Position identification data:
========================
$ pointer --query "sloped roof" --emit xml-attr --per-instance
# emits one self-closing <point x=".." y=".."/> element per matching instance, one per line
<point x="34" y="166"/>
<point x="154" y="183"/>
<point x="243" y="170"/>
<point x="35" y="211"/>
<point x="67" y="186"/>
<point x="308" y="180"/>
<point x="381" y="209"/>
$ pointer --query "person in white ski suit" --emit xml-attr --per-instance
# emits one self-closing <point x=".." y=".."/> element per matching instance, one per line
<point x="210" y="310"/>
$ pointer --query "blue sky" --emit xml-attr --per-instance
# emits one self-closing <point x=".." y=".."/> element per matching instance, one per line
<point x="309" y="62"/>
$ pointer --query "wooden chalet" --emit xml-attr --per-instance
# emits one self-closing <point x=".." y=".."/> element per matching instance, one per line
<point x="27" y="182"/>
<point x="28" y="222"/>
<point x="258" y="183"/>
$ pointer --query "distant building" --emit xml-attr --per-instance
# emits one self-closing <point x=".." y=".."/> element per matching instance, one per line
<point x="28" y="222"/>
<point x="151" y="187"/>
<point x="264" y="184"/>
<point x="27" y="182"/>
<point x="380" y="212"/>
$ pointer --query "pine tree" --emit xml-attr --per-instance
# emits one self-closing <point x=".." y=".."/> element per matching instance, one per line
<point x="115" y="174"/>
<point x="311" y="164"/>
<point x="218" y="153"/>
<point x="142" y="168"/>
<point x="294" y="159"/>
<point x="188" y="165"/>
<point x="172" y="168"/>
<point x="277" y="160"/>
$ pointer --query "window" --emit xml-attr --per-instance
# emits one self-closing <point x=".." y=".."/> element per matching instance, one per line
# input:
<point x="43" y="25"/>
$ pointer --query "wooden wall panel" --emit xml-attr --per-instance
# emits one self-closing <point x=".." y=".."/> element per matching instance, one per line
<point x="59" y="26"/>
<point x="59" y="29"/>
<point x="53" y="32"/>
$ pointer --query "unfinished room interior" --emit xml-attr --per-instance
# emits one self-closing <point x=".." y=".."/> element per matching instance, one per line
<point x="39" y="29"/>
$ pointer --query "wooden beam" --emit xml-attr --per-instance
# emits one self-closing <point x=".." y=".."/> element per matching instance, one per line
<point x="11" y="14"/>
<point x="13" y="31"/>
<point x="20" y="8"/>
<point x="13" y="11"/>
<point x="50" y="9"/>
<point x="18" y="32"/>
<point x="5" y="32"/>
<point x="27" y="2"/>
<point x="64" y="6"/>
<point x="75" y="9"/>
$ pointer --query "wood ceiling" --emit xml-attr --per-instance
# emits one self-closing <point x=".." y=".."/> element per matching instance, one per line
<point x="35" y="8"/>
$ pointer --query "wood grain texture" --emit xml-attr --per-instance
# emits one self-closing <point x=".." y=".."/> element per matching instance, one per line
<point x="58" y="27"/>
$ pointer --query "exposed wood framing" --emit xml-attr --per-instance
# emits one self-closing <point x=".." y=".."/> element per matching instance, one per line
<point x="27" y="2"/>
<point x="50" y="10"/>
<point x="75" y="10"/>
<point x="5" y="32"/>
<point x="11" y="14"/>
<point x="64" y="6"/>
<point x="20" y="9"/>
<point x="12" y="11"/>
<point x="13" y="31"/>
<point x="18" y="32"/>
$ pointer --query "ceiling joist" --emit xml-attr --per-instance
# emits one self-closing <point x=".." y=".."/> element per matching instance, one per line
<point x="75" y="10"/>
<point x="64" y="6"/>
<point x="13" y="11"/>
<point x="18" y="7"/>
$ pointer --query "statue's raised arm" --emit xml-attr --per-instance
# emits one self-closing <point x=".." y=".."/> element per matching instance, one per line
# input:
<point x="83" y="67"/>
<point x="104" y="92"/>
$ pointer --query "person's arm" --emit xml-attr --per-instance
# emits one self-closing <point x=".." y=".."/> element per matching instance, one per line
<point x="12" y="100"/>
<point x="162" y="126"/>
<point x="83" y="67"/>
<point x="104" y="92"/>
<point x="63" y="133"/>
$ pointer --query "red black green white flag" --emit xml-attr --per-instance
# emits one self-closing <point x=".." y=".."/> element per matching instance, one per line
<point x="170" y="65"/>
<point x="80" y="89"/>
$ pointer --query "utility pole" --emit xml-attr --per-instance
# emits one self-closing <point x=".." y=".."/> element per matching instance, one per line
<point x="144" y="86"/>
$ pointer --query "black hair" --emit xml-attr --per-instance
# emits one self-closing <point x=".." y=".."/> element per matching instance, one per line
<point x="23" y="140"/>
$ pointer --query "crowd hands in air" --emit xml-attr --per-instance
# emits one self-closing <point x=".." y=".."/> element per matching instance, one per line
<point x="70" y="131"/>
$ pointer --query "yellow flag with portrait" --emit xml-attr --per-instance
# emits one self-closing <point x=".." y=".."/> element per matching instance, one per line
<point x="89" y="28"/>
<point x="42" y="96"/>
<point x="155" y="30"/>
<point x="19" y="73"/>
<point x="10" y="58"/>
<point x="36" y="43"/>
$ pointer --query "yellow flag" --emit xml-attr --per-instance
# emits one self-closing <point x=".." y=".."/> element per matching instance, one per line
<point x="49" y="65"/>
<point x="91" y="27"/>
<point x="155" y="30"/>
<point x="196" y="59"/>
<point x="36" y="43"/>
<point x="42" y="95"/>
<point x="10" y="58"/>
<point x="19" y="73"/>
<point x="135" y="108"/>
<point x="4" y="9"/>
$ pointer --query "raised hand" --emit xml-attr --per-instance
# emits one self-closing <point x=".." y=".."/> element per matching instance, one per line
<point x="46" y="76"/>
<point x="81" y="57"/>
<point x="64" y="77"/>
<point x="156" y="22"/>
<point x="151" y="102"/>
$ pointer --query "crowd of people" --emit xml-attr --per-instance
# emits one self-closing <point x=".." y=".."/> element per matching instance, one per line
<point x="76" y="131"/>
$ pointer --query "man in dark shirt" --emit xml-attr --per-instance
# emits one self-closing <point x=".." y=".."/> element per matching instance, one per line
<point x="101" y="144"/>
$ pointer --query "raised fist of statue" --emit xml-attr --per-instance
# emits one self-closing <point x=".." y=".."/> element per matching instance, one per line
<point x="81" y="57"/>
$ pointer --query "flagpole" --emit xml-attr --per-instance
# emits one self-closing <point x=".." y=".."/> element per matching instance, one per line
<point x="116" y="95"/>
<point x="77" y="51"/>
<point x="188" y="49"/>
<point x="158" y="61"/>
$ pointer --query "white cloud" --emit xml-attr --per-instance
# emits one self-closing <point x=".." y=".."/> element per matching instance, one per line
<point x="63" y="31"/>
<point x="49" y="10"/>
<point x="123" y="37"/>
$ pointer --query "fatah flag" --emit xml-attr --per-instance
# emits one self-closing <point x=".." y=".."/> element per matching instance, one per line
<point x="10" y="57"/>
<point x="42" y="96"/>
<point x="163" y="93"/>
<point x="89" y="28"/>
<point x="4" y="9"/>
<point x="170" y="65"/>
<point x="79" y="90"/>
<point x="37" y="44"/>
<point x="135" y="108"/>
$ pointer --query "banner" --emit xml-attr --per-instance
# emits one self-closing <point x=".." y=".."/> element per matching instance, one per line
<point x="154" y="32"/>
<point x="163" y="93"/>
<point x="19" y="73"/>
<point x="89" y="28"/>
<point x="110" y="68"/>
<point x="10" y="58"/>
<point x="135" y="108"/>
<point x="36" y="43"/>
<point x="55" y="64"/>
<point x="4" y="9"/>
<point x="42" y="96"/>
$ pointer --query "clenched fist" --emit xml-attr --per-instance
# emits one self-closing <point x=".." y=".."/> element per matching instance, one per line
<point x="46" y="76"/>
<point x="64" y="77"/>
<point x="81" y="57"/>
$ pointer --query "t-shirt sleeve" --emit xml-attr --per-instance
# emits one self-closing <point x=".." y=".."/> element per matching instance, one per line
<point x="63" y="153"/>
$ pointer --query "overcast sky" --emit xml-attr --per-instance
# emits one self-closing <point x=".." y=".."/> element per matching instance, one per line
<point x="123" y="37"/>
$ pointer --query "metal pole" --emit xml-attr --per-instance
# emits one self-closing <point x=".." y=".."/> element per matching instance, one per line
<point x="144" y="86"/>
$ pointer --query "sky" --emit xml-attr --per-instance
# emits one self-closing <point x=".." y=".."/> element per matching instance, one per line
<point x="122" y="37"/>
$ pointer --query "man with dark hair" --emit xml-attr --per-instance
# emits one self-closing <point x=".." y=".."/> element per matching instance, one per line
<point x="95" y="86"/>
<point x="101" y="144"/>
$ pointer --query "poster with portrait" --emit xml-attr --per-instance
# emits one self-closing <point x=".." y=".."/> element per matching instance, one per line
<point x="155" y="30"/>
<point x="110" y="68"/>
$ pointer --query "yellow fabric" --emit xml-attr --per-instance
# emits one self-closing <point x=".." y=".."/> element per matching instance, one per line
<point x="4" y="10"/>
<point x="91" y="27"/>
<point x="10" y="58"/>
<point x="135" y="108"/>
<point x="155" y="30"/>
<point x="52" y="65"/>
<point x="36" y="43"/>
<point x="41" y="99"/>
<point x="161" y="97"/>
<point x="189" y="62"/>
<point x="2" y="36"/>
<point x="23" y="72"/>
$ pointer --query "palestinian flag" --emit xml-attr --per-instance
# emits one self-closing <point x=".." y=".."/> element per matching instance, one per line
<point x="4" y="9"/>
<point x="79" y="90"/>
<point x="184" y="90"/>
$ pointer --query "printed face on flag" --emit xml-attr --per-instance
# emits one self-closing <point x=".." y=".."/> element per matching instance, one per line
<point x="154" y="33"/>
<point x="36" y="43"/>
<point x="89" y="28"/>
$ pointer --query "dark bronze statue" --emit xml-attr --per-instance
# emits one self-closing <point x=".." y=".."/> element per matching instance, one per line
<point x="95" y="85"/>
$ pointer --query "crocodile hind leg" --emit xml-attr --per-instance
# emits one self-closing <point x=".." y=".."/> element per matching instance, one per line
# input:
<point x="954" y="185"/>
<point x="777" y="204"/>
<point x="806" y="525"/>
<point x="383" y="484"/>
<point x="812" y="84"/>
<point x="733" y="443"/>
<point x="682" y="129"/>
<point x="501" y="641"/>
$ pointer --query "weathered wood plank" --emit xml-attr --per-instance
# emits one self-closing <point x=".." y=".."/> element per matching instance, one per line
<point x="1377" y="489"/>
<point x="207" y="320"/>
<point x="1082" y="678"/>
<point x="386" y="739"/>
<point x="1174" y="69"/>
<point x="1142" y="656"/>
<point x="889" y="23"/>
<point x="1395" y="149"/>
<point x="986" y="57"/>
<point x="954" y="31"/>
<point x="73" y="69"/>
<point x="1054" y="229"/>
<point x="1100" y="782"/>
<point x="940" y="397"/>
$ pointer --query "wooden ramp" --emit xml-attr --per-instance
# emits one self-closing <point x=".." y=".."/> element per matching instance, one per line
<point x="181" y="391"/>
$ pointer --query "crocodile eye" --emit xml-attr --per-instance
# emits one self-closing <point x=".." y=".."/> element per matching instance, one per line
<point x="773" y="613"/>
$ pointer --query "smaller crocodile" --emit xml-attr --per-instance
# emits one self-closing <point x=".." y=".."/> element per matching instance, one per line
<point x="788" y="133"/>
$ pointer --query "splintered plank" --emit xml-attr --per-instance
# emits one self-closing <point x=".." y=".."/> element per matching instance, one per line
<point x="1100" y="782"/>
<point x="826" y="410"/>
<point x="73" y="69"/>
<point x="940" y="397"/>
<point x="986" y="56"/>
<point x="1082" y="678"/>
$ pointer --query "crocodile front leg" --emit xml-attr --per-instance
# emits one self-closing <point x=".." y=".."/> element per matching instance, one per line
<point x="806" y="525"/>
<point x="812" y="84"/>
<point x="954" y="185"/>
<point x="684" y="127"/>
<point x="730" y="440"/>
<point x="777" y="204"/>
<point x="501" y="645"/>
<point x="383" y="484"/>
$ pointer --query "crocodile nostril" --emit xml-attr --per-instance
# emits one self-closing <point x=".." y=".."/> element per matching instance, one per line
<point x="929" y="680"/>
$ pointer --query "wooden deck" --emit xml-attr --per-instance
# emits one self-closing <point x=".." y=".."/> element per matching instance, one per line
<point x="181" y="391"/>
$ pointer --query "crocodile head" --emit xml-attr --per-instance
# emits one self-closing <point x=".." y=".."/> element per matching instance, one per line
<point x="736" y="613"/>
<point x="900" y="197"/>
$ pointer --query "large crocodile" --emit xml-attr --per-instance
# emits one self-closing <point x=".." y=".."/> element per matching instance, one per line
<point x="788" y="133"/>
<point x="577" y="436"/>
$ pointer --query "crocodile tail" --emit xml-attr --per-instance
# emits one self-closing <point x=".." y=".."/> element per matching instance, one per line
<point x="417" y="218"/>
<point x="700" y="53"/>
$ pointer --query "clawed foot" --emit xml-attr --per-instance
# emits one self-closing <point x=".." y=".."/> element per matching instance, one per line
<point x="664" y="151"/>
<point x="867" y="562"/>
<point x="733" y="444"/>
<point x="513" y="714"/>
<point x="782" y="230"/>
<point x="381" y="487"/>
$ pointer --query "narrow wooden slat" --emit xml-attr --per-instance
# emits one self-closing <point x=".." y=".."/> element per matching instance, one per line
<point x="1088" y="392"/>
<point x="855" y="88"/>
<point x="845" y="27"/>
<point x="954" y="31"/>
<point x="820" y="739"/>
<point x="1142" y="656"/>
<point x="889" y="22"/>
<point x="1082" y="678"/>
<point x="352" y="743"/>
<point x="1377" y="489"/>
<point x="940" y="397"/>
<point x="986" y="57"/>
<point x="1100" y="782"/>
========================
» Stated problem:
Pick out every line in the data above that contains the word "fist", and copy each one.

» Response for this exercise:
$ pointer --query "raised fist of statue" --emit xml-attr --per-instance
$ pointer --query "clenched fist" --emit xml-attr --per-instance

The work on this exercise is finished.